§ PROMPT
Since only the total is wanted, give the number of lines in the listing below that hold the string "locate" and add nothing.

§ RECORDED DATA
·····

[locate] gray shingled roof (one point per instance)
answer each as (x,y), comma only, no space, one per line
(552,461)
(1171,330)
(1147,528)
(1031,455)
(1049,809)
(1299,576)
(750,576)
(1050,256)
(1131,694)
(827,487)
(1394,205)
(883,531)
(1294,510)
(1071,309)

·····

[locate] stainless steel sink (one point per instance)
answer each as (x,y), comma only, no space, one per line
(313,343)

·····

§ ANSWER SECTION
2